Obiettivo.
Raccogli le righe delle voci qui sotto che contengono la stringa "ridge" e trascrivile senza modifiche.
┌────────
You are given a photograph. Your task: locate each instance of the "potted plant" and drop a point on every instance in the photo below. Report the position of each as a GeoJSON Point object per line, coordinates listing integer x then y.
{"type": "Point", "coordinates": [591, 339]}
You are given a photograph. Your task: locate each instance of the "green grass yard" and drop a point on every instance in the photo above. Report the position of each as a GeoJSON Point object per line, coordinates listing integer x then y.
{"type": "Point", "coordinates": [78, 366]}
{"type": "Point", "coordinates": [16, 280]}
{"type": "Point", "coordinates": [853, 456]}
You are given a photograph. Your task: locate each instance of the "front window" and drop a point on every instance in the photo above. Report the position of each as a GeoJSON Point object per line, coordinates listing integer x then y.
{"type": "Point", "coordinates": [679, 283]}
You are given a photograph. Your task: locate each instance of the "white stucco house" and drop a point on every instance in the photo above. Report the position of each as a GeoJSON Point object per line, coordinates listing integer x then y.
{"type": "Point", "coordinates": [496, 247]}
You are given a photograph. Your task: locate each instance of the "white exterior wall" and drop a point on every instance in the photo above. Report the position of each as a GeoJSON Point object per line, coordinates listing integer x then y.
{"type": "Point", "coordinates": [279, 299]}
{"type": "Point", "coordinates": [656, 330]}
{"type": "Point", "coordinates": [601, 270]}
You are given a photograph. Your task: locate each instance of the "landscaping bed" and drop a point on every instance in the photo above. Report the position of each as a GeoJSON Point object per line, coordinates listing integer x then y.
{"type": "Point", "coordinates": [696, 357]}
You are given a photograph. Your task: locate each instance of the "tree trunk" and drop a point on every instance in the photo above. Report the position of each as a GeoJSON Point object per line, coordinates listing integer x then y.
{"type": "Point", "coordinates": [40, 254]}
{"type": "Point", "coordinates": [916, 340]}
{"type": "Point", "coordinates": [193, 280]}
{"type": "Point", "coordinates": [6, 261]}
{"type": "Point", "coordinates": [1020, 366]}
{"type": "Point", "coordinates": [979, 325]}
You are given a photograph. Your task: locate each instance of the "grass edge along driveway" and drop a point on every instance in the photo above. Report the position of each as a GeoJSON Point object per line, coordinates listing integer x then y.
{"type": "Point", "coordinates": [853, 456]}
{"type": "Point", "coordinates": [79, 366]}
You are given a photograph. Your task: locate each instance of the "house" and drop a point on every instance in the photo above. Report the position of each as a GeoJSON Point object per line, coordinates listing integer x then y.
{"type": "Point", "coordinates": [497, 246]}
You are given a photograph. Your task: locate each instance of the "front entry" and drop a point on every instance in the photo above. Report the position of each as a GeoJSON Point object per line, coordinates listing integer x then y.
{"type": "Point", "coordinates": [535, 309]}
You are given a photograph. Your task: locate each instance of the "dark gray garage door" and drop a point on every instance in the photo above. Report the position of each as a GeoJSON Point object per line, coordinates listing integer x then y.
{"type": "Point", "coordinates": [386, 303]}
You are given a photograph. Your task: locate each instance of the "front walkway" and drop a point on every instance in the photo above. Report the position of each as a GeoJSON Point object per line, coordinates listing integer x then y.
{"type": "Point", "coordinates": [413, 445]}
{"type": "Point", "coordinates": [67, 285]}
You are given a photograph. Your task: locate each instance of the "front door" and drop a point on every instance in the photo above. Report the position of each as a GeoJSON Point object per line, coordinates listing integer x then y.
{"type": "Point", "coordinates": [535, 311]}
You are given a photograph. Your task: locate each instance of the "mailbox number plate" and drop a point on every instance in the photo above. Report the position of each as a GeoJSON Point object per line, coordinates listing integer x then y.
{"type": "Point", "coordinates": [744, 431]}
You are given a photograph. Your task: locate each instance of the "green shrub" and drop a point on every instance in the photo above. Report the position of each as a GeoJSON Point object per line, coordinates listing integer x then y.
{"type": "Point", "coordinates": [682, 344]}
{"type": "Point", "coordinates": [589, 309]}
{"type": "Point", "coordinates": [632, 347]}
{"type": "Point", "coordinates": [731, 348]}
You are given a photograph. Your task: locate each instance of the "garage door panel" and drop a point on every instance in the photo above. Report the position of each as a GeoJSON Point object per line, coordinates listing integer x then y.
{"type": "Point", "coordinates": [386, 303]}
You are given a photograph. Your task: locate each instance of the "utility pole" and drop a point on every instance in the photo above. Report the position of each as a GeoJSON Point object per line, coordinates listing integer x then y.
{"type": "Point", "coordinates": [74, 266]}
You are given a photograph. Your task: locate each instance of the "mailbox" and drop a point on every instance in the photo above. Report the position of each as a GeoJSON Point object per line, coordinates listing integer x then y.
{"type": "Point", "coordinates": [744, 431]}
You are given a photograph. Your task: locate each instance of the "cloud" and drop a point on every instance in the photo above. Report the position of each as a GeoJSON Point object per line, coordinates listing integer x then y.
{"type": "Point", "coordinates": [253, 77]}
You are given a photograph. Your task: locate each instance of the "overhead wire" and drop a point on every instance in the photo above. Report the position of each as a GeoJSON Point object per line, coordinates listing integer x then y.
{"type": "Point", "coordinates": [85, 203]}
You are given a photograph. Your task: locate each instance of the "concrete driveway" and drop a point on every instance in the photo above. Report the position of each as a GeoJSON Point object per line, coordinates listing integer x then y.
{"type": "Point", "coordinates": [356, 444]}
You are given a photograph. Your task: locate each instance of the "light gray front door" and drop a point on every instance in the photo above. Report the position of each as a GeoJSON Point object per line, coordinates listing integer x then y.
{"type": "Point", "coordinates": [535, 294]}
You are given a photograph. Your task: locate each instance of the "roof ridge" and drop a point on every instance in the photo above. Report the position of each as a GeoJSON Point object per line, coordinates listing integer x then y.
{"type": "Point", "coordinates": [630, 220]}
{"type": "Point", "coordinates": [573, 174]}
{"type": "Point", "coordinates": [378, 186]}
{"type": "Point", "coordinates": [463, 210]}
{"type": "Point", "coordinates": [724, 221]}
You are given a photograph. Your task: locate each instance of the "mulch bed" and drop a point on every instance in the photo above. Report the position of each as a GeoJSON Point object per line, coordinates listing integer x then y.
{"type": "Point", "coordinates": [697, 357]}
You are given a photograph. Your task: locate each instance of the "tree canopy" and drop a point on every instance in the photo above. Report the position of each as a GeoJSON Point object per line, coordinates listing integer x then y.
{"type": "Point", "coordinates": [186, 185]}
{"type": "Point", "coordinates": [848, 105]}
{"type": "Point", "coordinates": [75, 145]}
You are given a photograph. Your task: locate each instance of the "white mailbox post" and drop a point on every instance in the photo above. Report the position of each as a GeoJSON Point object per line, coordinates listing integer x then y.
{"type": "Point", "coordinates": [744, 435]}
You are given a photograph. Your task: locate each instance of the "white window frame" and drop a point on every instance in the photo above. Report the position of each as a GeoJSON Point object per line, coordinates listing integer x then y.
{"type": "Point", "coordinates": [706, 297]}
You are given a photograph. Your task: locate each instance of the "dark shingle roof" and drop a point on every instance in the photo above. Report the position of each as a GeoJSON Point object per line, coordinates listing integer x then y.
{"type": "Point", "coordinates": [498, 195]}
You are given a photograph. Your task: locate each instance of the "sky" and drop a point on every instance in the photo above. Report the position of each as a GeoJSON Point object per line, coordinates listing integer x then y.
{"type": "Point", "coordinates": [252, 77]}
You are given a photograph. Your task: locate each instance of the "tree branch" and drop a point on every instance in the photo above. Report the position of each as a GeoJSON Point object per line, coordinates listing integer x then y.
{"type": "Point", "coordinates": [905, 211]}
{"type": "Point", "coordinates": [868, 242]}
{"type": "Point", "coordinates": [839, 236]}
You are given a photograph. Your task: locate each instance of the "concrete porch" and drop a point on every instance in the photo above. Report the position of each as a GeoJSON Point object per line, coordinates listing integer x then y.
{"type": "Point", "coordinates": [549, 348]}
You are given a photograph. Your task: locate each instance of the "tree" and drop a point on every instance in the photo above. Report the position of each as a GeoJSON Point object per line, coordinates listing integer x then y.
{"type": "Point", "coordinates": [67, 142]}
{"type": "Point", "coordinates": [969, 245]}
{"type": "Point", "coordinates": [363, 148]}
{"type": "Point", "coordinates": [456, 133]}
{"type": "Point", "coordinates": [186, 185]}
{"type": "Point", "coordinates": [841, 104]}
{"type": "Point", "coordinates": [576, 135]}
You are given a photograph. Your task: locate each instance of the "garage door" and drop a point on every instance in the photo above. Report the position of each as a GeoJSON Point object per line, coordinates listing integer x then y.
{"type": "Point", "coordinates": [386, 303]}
└────────
Risultato corretto.
You are given a photograph. Your task: locate each instance of the "roof ridge" and drop a point on every instance in the photo above. Report the position of each as a GeoJSON Point object per line, coordinates listing integer x then y.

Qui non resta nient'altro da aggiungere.